### [Text shown]
┄┄┄┄┄┄
KCSIE 2025 · Brook Traffic Light · Dual Victim-Perpetrator Status

Sexually Harmful Behaviour in Children

A practitioner guide for schools and multi-agency professionals on identifying, responding to, and referring sexually harmful behaviour (SHB) by children and young people — covering the Brook Traffic Light framework, KCSIE 2025 duties, and dual victim-perpetrator considerations.

ℹ️ Why This Matters

Research consistently shows that a significant proportion of sexual offences are committed by children and young people — one study suggests up to 30–40% of sexual abuse against children is perpetrated by other young people. The response must balance safeguarding the victim while also recognising that the child displaying SHB is likely themselves a victim of abuse or harm.

KCSIE 2025: All sexual behaviour between children must be taken seriously and never dismissed as "just experimentation." Where a child's behaviour causes harm to another, it must be treated as a safeguarding concern for both children — the child who was harmed AND the child displaying the behaviour.

🚦 Brook Traffic Light Tool — Categorising Sexual Behaviour

The Brook Traffic Light Tool is the widely used framework in England for categorising children's sexual behaviours as green (healthy/normal), amber (requires attention), or red (harmful/abusive). It is age- and developmentally graded.

🟢 GREEN — Normal
  • Age-appropriate curiosity about bodies
  • Age-appropriate consensual exploration with peers
  • Questions about sex/relationships appropriate to development
Respond with: age-appropriate education and openness
🟡 AMBER — Requires Attention
  • Behaviour that is not developmentally typical
  • Preoccupation with sexual themes beyond what is expected
  • Behaviour involving a power imbalance but stopping short of coercion
Respond with: further assessment, consider whether abuse is driving the behaviour
🔴 RED — Harmful/Abusive
  • Coercive, threatening, or manipulative sexual behaviour
  • Significant age or power disparity
  • Behaviour that causes harm or distress to another
  • Penetrative acts, sexualised violence
Respond with: immediate safeguarding response for both children

Brook Traffic Light Tool © Brook. Available free at brook.org.uk/training/traffic-light-tool. Must be used in conjunction with professional judgement and knowledge of the individual child's developmental stage.

👥 Dual Victim-Perpetrator Status

Children and young people who display sexually harmful behaviour are overwhelmingly themselves victims of abuse. Research indicates that between 40–80% of children referred to specialist SHB services have themselves been sexually abused. This is the concept of "dual victim-perpetrator" status — the child needs safeguarding and therapeutic support, not simply punishment.

Practitioners must:
  • Open a safeguarding referral for BOTH children
  • Conduct a holistic assessment of the child displaying SHB — explore their own abuse history
  • Not label a child as a "sex offender" — this causes harm and is rarely appropriate
  • Involve specialist services (e.g. SAFE! project, Stop It Now, NWG Network)
┄┄┄┄┄┄
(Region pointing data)
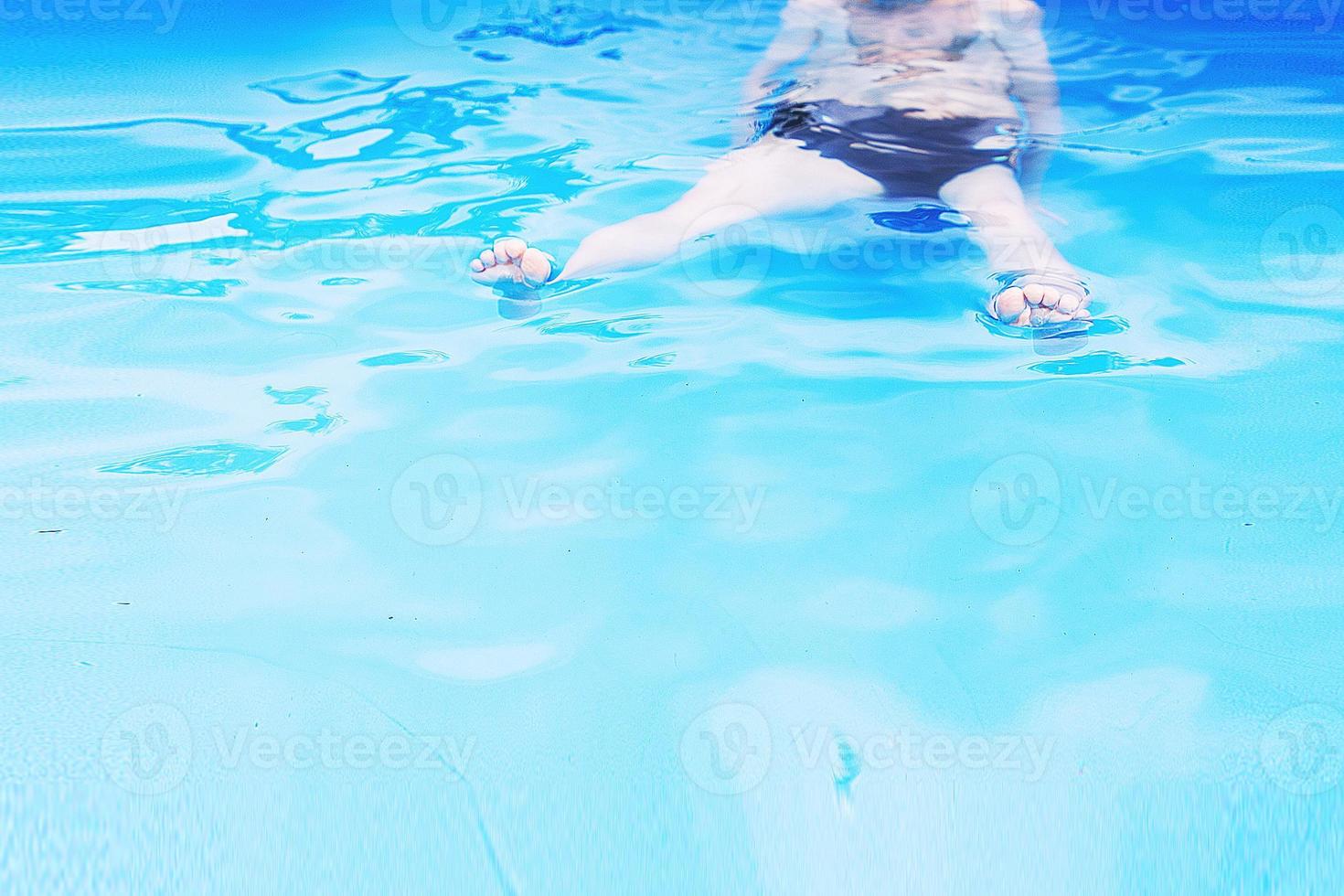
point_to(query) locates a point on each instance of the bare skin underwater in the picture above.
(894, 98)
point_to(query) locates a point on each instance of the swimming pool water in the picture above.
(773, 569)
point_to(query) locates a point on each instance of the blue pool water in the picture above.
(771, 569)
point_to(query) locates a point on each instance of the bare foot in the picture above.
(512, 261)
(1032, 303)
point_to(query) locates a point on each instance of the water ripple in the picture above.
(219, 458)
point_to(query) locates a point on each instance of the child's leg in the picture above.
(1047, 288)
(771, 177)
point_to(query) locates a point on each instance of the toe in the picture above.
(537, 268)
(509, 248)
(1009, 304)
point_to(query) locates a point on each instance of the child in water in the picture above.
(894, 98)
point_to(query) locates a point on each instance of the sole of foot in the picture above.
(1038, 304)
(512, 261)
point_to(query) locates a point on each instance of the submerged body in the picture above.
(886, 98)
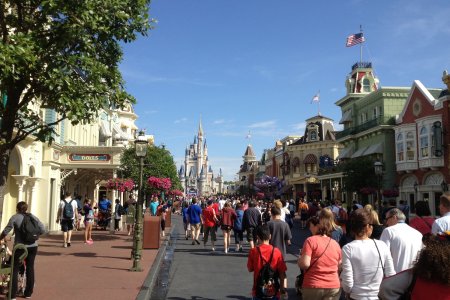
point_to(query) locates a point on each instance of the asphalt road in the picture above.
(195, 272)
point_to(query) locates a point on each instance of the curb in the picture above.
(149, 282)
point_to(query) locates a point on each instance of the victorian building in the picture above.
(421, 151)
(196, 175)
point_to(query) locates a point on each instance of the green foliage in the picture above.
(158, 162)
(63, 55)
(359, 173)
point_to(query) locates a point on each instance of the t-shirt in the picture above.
┄┄┄┄┄┄
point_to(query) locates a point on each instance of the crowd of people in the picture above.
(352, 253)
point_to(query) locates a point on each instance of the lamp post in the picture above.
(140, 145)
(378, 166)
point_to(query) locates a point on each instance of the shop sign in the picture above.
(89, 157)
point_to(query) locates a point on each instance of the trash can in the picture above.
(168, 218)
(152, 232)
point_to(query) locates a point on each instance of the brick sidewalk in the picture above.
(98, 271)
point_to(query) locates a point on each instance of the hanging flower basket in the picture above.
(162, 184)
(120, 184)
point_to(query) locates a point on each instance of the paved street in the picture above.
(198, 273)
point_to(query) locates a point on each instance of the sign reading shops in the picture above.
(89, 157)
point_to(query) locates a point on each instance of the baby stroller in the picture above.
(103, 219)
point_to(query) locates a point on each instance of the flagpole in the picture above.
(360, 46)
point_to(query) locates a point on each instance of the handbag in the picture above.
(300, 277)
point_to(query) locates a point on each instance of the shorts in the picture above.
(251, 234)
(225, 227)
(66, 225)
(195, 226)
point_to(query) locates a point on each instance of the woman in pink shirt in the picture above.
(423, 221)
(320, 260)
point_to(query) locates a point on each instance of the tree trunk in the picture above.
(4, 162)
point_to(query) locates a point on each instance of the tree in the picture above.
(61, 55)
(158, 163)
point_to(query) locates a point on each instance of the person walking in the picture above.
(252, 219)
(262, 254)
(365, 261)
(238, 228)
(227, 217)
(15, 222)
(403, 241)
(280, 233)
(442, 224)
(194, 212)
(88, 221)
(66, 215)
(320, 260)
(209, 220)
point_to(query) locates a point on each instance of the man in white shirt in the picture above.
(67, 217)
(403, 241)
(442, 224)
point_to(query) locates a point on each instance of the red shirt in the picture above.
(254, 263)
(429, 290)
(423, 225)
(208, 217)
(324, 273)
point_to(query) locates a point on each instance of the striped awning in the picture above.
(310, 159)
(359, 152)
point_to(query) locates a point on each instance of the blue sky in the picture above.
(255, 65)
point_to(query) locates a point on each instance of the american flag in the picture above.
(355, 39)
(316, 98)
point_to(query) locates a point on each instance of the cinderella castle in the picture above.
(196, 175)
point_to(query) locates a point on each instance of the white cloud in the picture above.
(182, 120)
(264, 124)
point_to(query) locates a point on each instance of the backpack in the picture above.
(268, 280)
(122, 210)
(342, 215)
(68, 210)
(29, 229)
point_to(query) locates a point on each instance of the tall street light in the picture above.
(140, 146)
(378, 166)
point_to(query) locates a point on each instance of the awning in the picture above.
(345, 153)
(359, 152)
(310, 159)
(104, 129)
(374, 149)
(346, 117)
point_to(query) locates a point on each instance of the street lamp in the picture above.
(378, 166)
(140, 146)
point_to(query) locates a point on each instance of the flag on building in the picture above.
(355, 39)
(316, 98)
┄┄┄┄┄┄
### [Problems to solve]
1) According to the guide on sexually harmful behaviour in children, what share of children referred to specialist SHB services have themselves been sexually abused?
2) Write out the stretch of the guide on sexually harmful behaviour in children from "KCSIE 2025 ·" through "dual victim-perpetrator considerations.".

### [Answers provided]
1) Between 40–80%.

2)
KCSIE 2025 · Brook Traffic Light · Dual Victim-Perpetrator Status

Sexually Harmful Behaviour in Children

A practitioner guide for schools and multi-agency professionals on identifying, responding to, and referring sexually harmful behaviour (SHB) by children and young people — covering the Brook Traffic Light framework, KCSIE 2025 duties, and dual victim-perpetrator considerations.